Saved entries
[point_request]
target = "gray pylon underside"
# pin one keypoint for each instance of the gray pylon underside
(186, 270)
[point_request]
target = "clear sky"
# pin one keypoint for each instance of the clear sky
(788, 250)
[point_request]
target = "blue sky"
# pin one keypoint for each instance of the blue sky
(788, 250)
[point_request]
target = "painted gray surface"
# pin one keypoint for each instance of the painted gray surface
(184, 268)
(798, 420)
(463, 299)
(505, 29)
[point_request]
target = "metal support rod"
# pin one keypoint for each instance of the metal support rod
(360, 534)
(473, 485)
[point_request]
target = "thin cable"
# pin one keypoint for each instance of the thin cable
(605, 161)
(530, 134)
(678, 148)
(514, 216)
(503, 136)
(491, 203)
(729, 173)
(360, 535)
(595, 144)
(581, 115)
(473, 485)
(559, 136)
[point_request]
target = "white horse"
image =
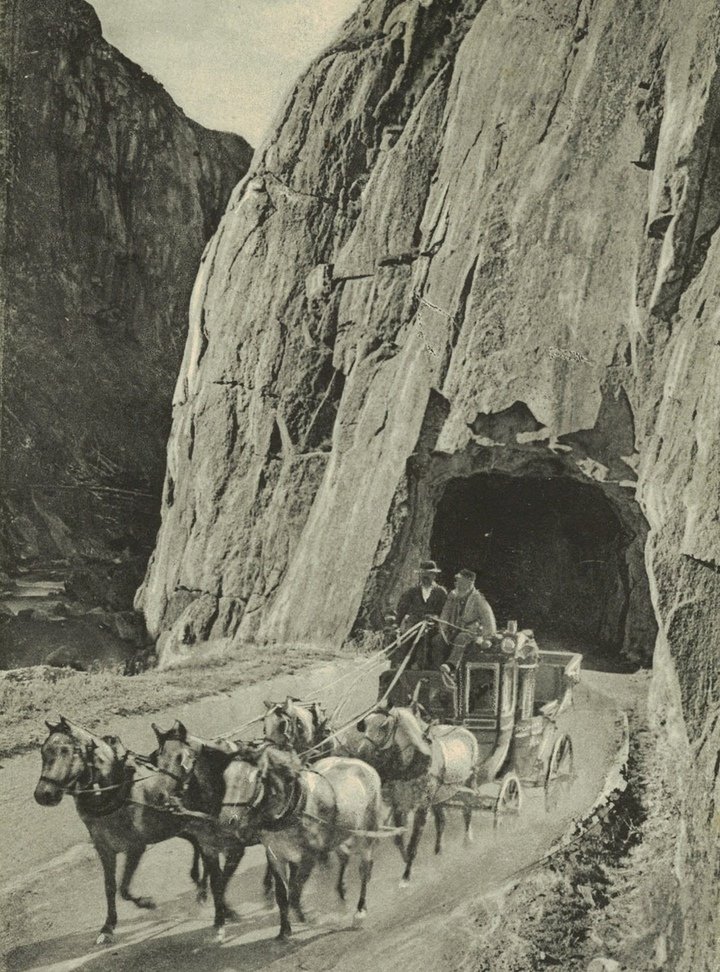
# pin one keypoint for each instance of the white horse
(302, 814)
(421, 768)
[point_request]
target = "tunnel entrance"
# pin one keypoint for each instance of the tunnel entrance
(548, 552)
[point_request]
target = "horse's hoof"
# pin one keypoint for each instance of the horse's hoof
(146, 903)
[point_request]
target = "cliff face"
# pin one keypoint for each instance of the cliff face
(482, 240)
(112, 194)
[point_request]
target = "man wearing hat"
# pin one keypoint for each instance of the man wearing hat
(427, 597)
(466, 617)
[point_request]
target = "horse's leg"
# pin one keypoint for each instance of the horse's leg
(132, 859)
(108, 859)
(418, 827)
(299, 873)
(467, 809)
(366, 864)
(400, 820)
(217, 887)
(232, 860)
(281, 894)
(467, 817)
(344, 858)
(198, 873)
(440, 817)
(268, 889)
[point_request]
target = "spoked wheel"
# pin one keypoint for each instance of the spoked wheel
(509, 799)
(560, 772)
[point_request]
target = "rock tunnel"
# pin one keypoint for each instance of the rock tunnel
(552, 548)
(547, 552)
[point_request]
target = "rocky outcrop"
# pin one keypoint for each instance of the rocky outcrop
(466, 211)
(112, 194)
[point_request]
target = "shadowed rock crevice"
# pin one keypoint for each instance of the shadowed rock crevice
(112, 195)
(587, 291)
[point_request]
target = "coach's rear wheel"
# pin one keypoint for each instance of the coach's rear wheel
(560, 772)
(509, 799)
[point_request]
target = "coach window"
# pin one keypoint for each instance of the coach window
(481, 692)
(509, 685)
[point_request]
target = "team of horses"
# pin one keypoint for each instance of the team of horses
(301, 791)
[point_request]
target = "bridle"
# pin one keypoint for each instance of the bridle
(389, 739)
(70, 785)
(256, 798)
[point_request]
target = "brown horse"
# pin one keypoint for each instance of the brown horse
(200, 764)
(301, 814)
(421, 767)
(299, 725)
(123, 806)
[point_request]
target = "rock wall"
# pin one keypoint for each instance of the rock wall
(112, 194)
(490, 208)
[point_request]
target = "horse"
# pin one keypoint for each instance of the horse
(123, 812)
(421, 768)
(200, 764)
(302, 814)
(299, 725)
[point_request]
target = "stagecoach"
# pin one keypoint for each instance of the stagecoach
(511, 696)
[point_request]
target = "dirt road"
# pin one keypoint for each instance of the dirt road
(52, 913)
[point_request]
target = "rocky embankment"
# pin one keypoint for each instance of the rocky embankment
(112, 194)
(482, 238)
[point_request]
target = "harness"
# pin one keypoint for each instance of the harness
(294, 807)
(417, 767)
(89, 793)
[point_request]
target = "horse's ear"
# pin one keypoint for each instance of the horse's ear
(181, 731)
(159, 734)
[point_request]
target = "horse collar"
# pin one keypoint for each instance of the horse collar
(294, 808)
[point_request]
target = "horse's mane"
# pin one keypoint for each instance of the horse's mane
(412, 727)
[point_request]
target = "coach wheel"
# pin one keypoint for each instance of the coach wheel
(509, 799)
(560, 772)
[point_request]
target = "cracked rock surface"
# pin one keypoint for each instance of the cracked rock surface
(113, 194)
(481, 204)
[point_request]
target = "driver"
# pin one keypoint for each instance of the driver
(425, 599)
(467, 616)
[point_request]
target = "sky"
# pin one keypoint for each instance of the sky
(229, 64)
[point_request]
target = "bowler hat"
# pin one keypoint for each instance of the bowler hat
(465, 572)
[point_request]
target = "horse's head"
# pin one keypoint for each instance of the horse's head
(391, 734)
(289, 724)
(68, 753)
(377, 732)
(277, 724)
(177, 752)
(259, 786)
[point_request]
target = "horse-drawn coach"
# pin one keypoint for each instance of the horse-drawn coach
(511, 696)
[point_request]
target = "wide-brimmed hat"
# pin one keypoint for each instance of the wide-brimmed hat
(466, 573)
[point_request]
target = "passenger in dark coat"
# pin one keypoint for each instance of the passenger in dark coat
(468, 616)
(425, 599)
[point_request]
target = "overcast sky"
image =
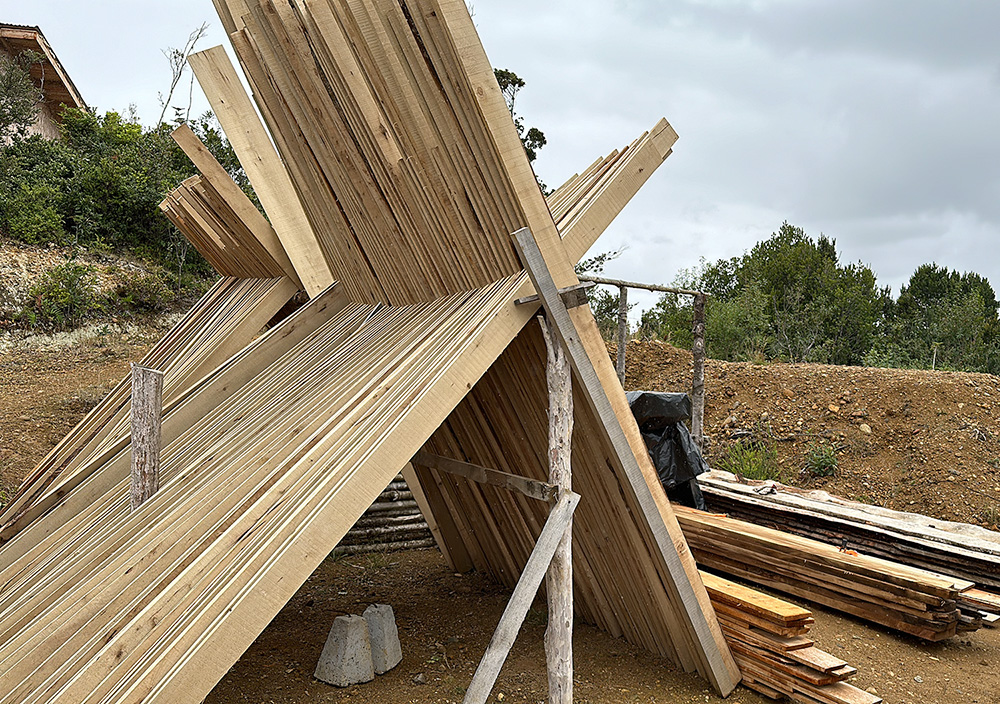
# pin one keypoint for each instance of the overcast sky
(874, 122)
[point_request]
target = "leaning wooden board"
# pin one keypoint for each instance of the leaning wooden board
(404, 186)
(904, 598)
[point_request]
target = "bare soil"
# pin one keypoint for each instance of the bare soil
(446, 620)
(911, 440)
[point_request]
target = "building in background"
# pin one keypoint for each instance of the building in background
(49, 74)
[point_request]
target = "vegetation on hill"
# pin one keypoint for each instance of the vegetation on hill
(790, 298)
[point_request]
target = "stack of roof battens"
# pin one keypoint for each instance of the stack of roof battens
(393, 522)
(769, 639)
(375, 118)
(904, 598)
(966, 551)
(152, 588)
(217, 232)
(221, 323)
(351, 88)
(502, 424)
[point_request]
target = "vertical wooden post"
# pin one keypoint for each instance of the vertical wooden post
(146, 416)
(559, 579)
(698, 383)
(622, 332)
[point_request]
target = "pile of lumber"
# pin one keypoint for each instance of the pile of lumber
(770, 640)
(389, 164)
(224, 321)
(903, 598)
(959, 549)
(394, 522)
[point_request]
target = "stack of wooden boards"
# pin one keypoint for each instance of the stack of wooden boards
(399, 173)
(904, 598)
(769, 638)
(394, 522)
(959, 549)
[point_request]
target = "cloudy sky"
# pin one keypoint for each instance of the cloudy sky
(875, 123)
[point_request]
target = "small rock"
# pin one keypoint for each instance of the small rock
(386, 650)
(347, 655)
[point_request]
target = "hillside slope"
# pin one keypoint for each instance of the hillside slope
(921, 441)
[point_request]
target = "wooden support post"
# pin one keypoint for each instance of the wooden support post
(692, 599)
(622, 332)
(698, 383)
(559, 580)
(524, 593)
(146, 417)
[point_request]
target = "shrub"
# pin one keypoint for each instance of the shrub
(752, 458)
(821, 459)
(138, 291)
(62, 299)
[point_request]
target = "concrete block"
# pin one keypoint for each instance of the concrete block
(386, 650)
(347, 655)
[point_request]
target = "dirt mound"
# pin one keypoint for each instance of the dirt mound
(921, 441)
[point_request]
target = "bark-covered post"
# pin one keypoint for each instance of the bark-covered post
(698, 383)
(622, 332)
(559, 578)
(147, 408)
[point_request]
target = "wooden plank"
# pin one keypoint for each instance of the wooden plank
(520, 601)
(694, 602)
(484, 475)
(603, 207)
(235, 197)
(263, 166)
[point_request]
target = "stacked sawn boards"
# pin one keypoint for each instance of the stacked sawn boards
(907, 599)
(966, 551)
(769, 638)
(400, 174)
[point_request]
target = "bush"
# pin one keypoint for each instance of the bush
(755, 457)
(821, 460)
(138, 291)
(63, 298)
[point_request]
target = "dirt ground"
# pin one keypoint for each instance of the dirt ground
(446, 620)
(911, 440)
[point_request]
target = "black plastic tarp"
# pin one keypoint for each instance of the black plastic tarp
(677, 459)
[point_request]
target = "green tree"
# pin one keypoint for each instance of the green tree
(20, 96)
(944, 319)
(789, 297)
(603, 304)
(101, 185)
(532, 138)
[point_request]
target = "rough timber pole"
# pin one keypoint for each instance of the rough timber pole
(622, 332)
(146, 416)
(698, 383)
(559, 579)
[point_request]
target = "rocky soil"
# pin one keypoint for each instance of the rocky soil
(931, 443)
(920, 441)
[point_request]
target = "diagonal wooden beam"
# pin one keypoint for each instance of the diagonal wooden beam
(609, 195)
(267, 173)
(520, 601)
(694, 602)
(483, 475)
(212, 171)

TASK INSTRUCTIONS
Which lines run from the one holding "# pin one keypoint for each instance of the shrub" through the end of the data? Write them out exactly, ends included, and add nothing.

WRITTEN ANSWER
# pin one keypoint for each instance of the shrub
(752, 458)
(821, 459)
(138, 291)
(62, 299)
[point_request]
target = "concrete block"
# pin one keypoint for each instance of the concrete block
(386, 650)
(347, 655)
[point_request]
target = "dirt mound"
# pin one keypoint for each instance of the dirt mound
(921, 441)
[point_request]
target = "bark-covered post"
# pin one keypoint for each instance of the bark-covered post
(698, 383)
(622, 332)
(559, 578)
(147, 408)
[point_request]
target = "wooden plank"
# pin one keypoint for each instance of the wooden plank
(520, 601)
(694, 602)
(484, 475)
(603, 207)
(235, 197)
(263, 166)
[point_request]
target = "stacked sawn boards"
# pin one keypoint for each instance of the stacked sawn boards
(907, 599)
(966, 551)
(769, 638)
(400, 174)
[point_request]
target = "bush"
# pin one keypoint for each instance of the bush
(755, 457)
(821, 460)
(138, 291)
(63, 298)
[point_request]
target = "dirt ground"
# pin one keypoint for each instance of the dirt ground
(446, 620)
(911, 440)
[point_request]
target = "black plastic tarp"
# pin one keypoint for each instance of the black plastic tarp
(677, 459)
[point_request]
target = "green tree"
# pin one keypoint for each instance of the green tree
(20, 96)
(944, 319)
(789, 297)
(603, 304)
(101, 185)
(532, 138)
[point_request]
target = "rough timber pole"
# pin one keypoint for each instance of the rough timber pole
(622, 332)
(146, 416)
(698, 383)
(559, 579)
[point_request]
target = "rocky soil"
# pin one keypoint for each instance of the rocky soil
(931, 443)
(920, 441)
[point_request]
target = "diagonal wooden beam"
# pin one keypoint for each instance of the diagonal wooden beam
(609, 195)
(267, 173)
(520, 601)
(694, 602)
(483, 475)
(212, 171)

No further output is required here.